> Problem details
Would you transcribe all of the data exactly, down to the last character?

> Data listing
*-*-*

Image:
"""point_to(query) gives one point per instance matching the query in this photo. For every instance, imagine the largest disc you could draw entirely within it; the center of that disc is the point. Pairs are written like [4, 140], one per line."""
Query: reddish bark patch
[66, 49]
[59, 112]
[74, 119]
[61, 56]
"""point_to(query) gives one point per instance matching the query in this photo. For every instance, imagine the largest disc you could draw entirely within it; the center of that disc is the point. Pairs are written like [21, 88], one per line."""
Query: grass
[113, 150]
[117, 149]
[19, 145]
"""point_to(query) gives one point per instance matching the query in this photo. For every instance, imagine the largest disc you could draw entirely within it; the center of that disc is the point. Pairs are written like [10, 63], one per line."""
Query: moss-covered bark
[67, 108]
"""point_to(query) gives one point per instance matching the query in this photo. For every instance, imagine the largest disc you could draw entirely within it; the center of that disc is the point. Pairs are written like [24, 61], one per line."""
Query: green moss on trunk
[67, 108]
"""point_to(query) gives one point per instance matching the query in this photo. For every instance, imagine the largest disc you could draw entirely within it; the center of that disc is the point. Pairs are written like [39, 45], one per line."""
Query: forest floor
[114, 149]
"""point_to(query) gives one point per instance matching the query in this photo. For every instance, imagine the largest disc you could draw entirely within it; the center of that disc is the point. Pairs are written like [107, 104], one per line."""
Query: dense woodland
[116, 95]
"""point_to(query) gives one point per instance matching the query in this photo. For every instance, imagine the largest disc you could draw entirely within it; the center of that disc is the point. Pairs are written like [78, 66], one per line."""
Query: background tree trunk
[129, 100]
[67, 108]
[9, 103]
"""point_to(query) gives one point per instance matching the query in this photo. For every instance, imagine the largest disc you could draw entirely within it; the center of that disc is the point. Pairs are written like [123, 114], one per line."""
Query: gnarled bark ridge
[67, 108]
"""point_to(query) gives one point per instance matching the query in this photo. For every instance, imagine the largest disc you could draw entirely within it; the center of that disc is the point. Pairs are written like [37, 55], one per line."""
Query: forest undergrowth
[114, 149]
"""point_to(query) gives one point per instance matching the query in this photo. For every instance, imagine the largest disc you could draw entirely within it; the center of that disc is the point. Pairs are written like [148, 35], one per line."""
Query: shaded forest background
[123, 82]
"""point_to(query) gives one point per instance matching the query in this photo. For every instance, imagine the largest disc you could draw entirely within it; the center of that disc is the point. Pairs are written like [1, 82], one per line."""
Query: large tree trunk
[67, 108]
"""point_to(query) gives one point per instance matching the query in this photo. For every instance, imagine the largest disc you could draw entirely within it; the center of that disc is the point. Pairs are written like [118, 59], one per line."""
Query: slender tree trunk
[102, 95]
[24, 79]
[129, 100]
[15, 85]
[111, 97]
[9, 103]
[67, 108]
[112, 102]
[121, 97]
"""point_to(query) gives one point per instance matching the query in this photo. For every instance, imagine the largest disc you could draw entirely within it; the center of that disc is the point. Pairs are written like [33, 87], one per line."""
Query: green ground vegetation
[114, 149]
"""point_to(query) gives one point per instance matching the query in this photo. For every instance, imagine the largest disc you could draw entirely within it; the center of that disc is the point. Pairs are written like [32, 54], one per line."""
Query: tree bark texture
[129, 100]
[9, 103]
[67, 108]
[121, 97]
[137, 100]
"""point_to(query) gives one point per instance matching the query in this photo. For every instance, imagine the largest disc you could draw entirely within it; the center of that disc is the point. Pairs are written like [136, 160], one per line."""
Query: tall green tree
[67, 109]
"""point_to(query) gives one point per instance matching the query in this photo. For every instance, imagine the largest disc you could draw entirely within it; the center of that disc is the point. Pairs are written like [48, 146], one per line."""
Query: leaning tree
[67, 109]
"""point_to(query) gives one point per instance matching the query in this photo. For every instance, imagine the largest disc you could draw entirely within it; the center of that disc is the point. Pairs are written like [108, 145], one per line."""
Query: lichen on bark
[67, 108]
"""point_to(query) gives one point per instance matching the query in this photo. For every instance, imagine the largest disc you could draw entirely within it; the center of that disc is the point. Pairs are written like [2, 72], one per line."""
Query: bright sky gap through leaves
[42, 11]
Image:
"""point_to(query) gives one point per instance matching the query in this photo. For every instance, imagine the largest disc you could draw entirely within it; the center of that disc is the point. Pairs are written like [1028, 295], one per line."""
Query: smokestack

*-*-*

> Answer to the exercise
Image:
"""point_to(query) gives one point per instance matching the query in this photo. For every instance, imagine the largest disc you could draw entirely within it; the center of that disc is the point. Pairs are written like [4, 140], one per line."""
Query: reddish bark patch
[66, 49]
[59, 112]
[74, 119]
[61, 56]
"""point_to(query) gives one point per instance matching the query in this photo. For every instance, imagine the largest disc you could draw entirely within it; the center of that disc is the point. Pairs are written like [21, 88], one per line."""
Query: grass
[113, 150]
[117, 149]
[19, 145]
"""point_to(query) gives one point per instance matching the query in this photo. For every instance, imagine the largest disc you could draw entirely within it; the center of that disc is the point. Pairs are written like [10, 63], one per line."""
Query: moss-covered bark
[67, 108]
"""point_to(query) gives one point per instance matching the query in this photo. For every instance, imagine the largest disc you could draw entirely within it; the center of that disc is the point. Pairs are written like [24, 61], one per line."""
Query: green moss on trunk
[67, 108]
"""point_to(query) gives one point per instance matching the query in this photo. For every instance, imagine the largest disc you could draw entirely within it; the center of that disc is the point. Pairs are written like [39, 45], one per line."""
Query: forest floor
[114, 149]
"""point_to(query) gives one point per instance matching the query in this photo. For every instance, imagine the largest disc you could draw entirely within it; the center of that disc is the point. Pairs are written like [107, 104], one per line."""
Query: dense woodland
[116, 95]
"""point_to(query) gives one point per instance matching the query in this photo. For every instance, imagine the largest disc you could draw entirely within it; the center of that disc is the point. Pairs are written like [78, 66], one per line."""
Query: background tree trunk
[129, 100]
[67, 108]
[9, 103]
"""point_to(query) gives one point per instance matching the query in this photo. For every instance, imagine the largest disc you could draw entirely within it; the center of that disc is the point. Pairs are written like [123, 114], one per line."""
Query: gnarled bark ridge
[67, 108]
"""point_to(query) gives one point per instance matching the query in this photo. For every instance, imagine the largest disc you could draw entirely within it; the center of that disc is the point. Pairs are written like [37, 55], one per line."""
Query: forest undergrowth
[114, 149]
"""point_to(query) gives one point per instance matching the query in this photo. For every instance, imagine the largest disc you could draw entirely within it; the center of that disc is the point. Pairs are written like [148, 35], one per line."""
Query: shaded forest background
[123, 82]
"""point_to(query) gives one point per instance matching the query in this photo. For every instance, imagine the largest disc you could draw entirely within it; the center of that disc is the point. Pairs are written like [1, 82], one per line."""
Query: large tree trunk
[67, 108]
"""point_to(query) gives one point per instance matching the query in this photo. For every instance, imagine the largest disc you could draw entirely within it; the center of that disc is the point. Pairs are written like [118, 59], one per line."""
Query: slender tree trunk
[102, 95]
[24, 79]
[129, 100]
[15, 85]
[111, 97]
[9, 103]
[67, 108]
[112, 102]
[121, 97]
"""point_to(query) gives one point per instance matching the query in this photo. For every instance, imagine the largest disc you could draw entirely within it; the center of that disc is the point. Pairs are written like [33, 87], one per line."""
Query: green ground vegetation
[114, 149]
"""point_to(query) gives one point per instance matching the query in this photo. For every instance, imagine the largest disc you could draw entirely within it; the center of that disc is the point. Pairs are written like [32, 54], one per line."""
Query: tree bark texture
[129, 100]
[9, 103]
[67, 108]
[121, 97]
[137, 100]
"""point_to(query) gives one point per instance matching the query in this photo. For every instance, imagine the largest disc you could draw entirely within it; the center of that disc is the point. Pairs are written like [136, 160], one per line."""
Query: tall green tree
[67, 109]
"""point_to(query) gives one point per instance matching the query in this photo. For every instance, imagine the largest disc you could draw entirely within it; the center of that disc is the point. Pairs are written like [48, 146], one per line."""
Query: leaning tree
[67, 109]
"""point_to(query) gives one point per instance matching the query in this photo. For every instance, imagine the largest disc you could draw entirely within it; the center of that disc is the point. Pairs are written like [108, 145], one per line."""
Query: lichen on bark
[67, 108]
"""point_to(query) gives one point per instance matching the query in this photo. For every instance, imagine the largest disc you could draw entirely within it; the center of that disc is the point. Pairs are written like [2, 72], one per line."""
Query: bright sky gap through leaves
[42, 11]
Image:
"""point_to(query) gives one point per instance matching the query in this photo. For every instance, imagine the largest disc you could draw entirely within it; the center of that disc is the point. Pairs are written like [1028, 295], one per line."""
Query: smokestack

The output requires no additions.